Below are records. Copy out, word for word, the part that opens with the line containing "girl's hand in this photo." and runs to the end of the records, including both of those ends.
----- LISTED ENTRIES
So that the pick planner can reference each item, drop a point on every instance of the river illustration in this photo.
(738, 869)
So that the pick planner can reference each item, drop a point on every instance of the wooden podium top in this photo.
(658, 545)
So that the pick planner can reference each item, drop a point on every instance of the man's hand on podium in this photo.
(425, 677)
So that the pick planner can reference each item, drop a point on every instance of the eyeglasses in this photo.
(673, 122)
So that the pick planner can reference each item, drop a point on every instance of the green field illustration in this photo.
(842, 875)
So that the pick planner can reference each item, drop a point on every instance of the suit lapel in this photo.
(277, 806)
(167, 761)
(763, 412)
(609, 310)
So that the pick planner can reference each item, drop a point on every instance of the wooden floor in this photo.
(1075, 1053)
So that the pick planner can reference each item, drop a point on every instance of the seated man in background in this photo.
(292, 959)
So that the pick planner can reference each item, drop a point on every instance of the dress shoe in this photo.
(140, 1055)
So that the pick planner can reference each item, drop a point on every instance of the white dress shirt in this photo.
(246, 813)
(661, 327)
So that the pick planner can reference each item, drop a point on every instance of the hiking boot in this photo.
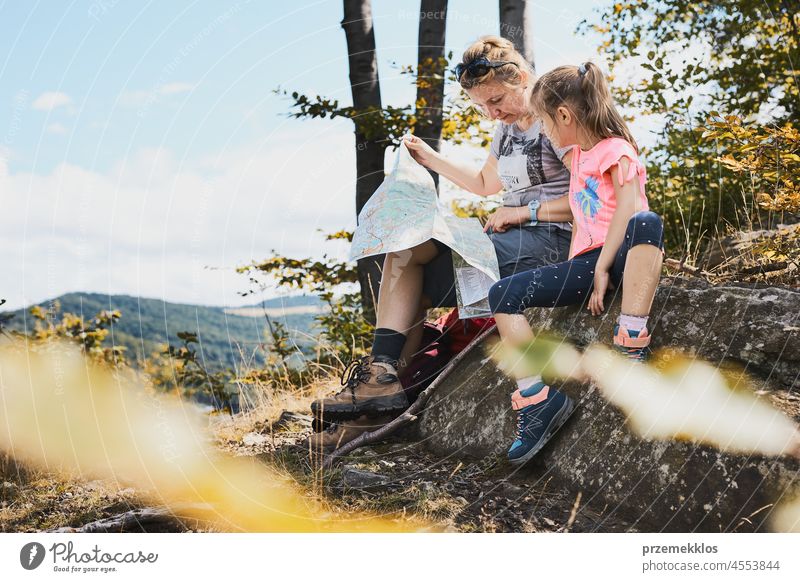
(541, 410)
(632, 344)
(339, 434)
(371, 387)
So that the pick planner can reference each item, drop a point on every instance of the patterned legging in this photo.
(571, 282)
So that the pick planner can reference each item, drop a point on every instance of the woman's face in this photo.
(508, 104)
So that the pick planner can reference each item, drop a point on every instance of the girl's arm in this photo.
(483, 183)
(574, 233)
(628, 204)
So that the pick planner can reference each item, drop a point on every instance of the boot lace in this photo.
(356, 372)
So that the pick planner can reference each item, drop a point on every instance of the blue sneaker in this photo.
(633, 344)
(541, 410)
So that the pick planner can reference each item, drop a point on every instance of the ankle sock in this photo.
(528, 381)
(388, 342)
(632, 322)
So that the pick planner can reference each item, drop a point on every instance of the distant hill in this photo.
(227, 335)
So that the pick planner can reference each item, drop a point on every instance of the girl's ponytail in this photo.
(601, 116)
(585, 91)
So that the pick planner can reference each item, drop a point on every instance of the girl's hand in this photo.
(507, 216)
(420, 151)
(601, 279)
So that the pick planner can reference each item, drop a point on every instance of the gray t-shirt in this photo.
(529, 166)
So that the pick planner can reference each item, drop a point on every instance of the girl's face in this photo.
(507, 104)
(562, 130)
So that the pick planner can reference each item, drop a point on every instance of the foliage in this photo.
(466, 209)
(696, 64)
(190, 375)
(461, 122)
(50, 324)
(345, 331)
(226, 338)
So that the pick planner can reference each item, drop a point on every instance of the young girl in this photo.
(613, 233)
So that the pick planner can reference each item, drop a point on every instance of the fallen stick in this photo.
(410, 415)
(143, 519)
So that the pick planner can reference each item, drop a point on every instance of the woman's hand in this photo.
(505, 216)
(420, 150)
(601, 279)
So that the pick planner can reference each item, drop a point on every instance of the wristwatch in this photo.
(533, 208)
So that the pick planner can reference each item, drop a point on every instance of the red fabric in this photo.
(460, 332)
----------
REPLY:
So that the pick planner can reference each item, drop a point on every instance of the girl's hand in this photo.
(507, 216)
(420, 151)
(601, 279)
So that the pick planner can reference each item, drop a point on every instance of the gray t-shirt in this photo.
(529, 166)
So that the pick planner can reference each item, drop a point on every instance of the girl's face in this photo.
(507, 104)
(562, 130)
So that the pick planner can reference each item, drop a point on every instance of the foliage in this photo.
(466, 209)
(696, 64)
(190, 375)
(461, 122)
(50, 324)
(345, 331)
(226, 338)
So that the pick planner can reference each item, drop a point on every instance of the young girl in this photo.
(613, 233)
So that the pick planner can reference each item, drop a point on every instance of the fallen stick in this photo.
(410, 415)
(143, 519)
So that the pick planner can reference each item, drop a point on every instance of the woman's hand in this photo.
(505, 216)
(420, 150)
(601, 279)
So that the pick planner can reference each item, drop a point on every instance of the wristwatch in this photo.
(533, 208)
So that the pick planner can reference each item, drop a point on every instance of the red fabric in this photo.
(460, 332)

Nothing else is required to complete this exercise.